=== WHAT THIS TASK INVOLVES ===
Find every line in the items below that contains the word "toilet" and copy each of those lines. Letter case matters.

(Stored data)
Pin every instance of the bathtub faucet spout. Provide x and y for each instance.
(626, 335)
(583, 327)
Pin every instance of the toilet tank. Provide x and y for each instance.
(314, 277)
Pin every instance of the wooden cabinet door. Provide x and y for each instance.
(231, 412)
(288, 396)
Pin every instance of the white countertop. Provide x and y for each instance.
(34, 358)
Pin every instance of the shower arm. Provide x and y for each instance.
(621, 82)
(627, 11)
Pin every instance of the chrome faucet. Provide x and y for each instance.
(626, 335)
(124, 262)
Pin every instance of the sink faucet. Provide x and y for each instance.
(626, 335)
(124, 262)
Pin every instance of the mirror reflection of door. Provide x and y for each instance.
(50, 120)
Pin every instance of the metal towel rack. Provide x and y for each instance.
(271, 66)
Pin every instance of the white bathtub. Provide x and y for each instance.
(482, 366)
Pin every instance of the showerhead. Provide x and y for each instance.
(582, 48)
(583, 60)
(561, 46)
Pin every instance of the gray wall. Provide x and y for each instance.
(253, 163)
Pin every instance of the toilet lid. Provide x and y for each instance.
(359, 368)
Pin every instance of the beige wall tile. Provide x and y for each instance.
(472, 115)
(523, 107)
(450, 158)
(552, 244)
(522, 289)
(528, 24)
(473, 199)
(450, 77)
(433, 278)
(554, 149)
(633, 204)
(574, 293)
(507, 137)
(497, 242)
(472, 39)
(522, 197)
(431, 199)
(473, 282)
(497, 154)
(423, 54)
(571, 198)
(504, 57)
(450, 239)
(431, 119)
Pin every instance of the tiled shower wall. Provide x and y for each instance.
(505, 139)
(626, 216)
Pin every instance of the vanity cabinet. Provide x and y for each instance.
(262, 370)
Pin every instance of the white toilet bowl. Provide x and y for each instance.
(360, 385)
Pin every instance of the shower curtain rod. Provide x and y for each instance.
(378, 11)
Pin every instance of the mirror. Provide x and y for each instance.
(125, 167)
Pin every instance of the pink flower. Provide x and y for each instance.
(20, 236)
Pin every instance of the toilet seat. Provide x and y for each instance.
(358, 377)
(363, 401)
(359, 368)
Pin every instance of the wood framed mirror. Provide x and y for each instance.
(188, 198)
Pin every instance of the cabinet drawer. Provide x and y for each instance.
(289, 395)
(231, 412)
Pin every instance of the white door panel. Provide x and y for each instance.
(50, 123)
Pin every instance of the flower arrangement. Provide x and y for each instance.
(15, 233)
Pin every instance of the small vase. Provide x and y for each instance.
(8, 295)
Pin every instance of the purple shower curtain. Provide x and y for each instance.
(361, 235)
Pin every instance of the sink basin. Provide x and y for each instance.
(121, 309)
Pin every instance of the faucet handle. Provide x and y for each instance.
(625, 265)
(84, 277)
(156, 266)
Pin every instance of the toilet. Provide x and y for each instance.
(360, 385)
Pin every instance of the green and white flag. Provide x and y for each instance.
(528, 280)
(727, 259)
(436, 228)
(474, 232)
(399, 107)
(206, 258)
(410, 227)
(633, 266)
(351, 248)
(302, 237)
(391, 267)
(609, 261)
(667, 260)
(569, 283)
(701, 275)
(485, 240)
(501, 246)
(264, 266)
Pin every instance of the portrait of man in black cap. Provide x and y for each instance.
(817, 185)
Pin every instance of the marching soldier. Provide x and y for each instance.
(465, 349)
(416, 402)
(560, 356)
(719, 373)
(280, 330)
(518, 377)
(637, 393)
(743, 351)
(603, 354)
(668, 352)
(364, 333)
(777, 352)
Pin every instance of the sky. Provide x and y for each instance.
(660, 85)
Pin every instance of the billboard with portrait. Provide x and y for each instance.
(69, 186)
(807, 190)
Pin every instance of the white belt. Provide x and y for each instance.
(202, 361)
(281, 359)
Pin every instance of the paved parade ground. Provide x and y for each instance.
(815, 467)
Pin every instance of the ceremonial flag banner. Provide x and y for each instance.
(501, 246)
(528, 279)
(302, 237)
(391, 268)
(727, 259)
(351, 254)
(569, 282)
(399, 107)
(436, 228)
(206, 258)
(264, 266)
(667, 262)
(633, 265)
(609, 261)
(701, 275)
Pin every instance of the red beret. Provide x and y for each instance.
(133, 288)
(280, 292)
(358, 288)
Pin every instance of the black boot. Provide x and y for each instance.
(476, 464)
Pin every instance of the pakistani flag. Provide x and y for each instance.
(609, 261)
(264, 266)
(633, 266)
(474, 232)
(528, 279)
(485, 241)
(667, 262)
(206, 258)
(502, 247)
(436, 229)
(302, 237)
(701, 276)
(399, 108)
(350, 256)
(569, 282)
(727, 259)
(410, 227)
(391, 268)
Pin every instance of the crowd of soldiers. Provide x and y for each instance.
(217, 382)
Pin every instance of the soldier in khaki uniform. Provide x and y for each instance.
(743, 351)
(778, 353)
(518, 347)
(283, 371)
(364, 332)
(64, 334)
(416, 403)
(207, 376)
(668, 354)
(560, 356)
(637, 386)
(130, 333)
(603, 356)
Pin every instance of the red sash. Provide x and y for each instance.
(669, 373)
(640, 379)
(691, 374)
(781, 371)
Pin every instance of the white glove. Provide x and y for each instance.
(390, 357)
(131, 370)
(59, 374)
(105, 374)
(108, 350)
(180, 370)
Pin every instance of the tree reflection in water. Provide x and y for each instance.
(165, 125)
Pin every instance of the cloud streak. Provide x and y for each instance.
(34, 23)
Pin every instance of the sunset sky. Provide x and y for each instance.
---
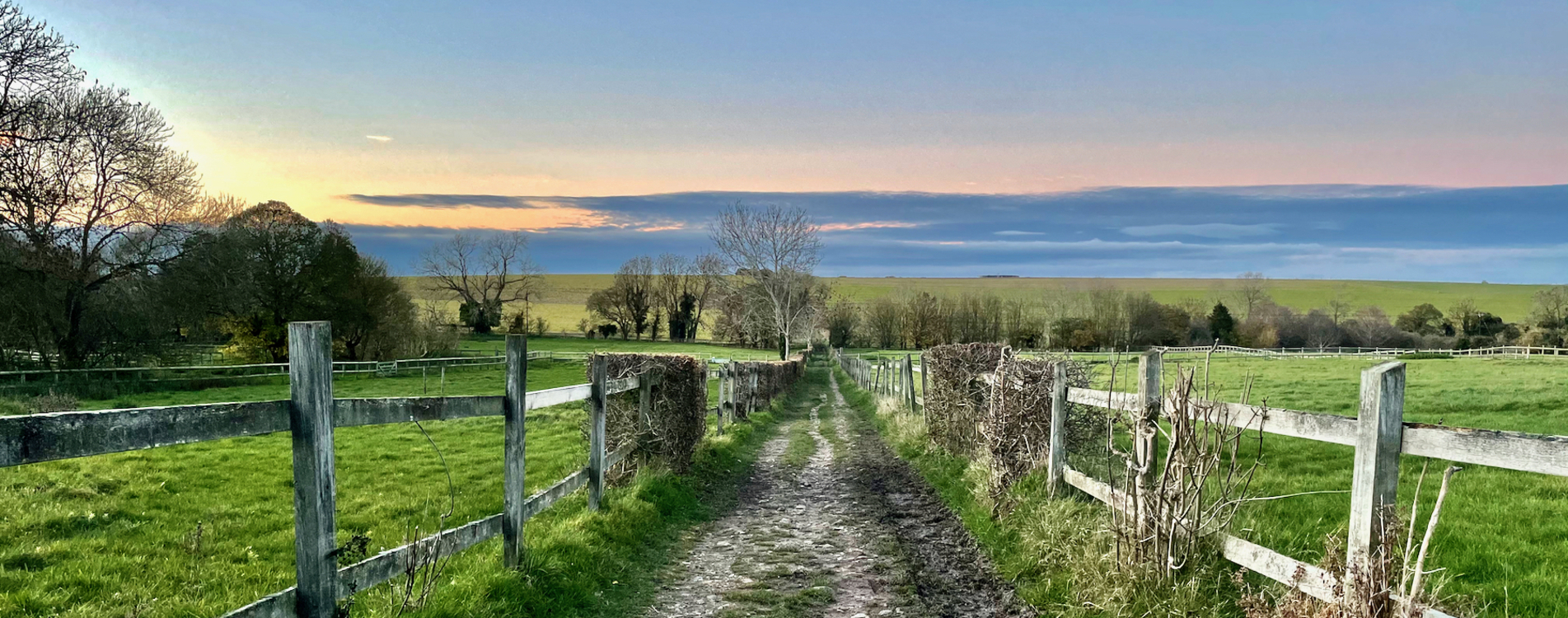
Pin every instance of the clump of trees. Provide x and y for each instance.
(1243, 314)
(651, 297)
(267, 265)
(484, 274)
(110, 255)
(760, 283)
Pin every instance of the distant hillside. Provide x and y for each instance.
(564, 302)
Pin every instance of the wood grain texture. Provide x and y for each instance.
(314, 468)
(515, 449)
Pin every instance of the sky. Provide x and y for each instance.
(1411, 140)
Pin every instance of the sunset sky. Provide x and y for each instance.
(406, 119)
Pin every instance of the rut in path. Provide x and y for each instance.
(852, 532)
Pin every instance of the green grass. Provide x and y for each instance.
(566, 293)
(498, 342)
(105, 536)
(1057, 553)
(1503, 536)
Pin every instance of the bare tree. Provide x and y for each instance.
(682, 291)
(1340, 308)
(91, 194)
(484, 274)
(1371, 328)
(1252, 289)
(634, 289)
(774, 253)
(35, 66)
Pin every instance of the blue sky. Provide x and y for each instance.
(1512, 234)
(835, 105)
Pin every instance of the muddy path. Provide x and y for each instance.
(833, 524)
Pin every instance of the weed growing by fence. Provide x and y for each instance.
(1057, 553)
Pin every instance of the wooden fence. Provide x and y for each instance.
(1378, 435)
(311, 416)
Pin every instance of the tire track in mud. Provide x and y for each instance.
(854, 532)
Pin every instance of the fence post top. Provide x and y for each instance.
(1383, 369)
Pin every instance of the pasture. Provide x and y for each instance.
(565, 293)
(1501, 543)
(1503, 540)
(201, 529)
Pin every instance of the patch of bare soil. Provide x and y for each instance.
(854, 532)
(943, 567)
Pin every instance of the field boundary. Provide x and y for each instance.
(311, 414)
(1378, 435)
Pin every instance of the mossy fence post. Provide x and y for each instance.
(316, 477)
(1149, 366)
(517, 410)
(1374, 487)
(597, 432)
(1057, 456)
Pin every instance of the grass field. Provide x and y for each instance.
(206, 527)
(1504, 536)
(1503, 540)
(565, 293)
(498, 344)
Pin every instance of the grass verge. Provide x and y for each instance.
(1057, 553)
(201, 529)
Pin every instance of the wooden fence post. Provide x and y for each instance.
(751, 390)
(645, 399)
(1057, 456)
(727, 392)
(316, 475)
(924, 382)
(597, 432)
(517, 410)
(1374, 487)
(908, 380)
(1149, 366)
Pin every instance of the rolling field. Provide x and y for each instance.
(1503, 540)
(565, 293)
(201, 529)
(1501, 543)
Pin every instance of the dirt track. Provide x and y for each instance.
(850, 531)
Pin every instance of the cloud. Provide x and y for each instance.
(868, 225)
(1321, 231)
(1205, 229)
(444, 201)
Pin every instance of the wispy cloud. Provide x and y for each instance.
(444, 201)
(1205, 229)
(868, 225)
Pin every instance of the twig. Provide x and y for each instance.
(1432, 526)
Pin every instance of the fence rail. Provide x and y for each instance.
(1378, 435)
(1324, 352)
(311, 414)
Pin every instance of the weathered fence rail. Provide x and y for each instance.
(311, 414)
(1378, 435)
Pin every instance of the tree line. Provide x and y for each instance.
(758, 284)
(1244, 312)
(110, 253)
...
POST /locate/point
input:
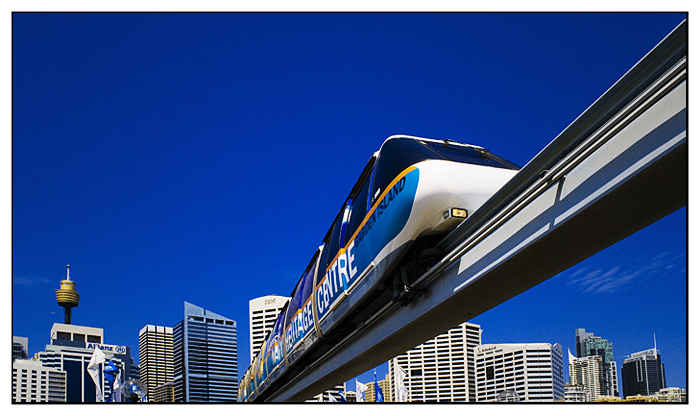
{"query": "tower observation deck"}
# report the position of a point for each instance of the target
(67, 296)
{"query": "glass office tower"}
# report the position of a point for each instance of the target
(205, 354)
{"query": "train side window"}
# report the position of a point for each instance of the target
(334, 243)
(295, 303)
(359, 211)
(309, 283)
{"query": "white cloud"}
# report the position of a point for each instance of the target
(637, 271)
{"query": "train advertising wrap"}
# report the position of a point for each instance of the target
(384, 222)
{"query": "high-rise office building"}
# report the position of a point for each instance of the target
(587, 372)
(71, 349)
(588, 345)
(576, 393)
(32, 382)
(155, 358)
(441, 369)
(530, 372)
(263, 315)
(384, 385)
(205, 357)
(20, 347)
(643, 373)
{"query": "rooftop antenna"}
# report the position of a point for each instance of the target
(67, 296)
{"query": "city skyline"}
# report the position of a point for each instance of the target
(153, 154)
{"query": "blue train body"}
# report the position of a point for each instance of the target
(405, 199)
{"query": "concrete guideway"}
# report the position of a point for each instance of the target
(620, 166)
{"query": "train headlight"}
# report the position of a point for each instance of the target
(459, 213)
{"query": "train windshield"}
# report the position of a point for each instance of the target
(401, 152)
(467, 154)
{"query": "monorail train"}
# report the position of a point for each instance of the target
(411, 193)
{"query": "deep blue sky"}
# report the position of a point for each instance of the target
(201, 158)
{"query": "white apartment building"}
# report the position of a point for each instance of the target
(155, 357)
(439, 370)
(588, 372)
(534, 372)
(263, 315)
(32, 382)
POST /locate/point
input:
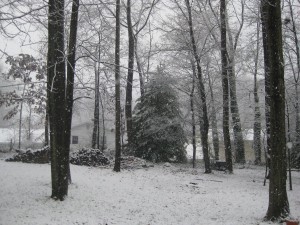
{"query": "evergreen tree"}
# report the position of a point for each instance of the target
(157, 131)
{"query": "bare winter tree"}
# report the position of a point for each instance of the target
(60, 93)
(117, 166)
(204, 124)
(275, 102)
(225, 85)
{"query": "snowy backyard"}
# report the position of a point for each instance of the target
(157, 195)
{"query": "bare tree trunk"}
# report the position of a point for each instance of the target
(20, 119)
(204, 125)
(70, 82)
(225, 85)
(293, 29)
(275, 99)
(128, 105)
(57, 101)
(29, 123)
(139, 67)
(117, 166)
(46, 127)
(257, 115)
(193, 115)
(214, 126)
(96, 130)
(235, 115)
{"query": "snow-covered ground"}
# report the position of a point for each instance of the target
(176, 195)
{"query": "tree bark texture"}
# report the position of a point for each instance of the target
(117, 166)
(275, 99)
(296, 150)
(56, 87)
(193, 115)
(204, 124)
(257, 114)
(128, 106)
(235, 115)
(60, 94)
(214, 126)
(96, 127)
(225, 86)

=== EXPECTED OUTPUT ===
Pin every instance of the toilet tank. Provide x and y for each instance.
Pin every instance of the toilet lid. Provide x and y for each instance.
Pin every instance of the white toilet bowl. Provide x and y for each instance.
Pin every instance of the toilet seat. Provide x and y for each instance.
Pin every instance of the toilet. Provide x and y for each instance.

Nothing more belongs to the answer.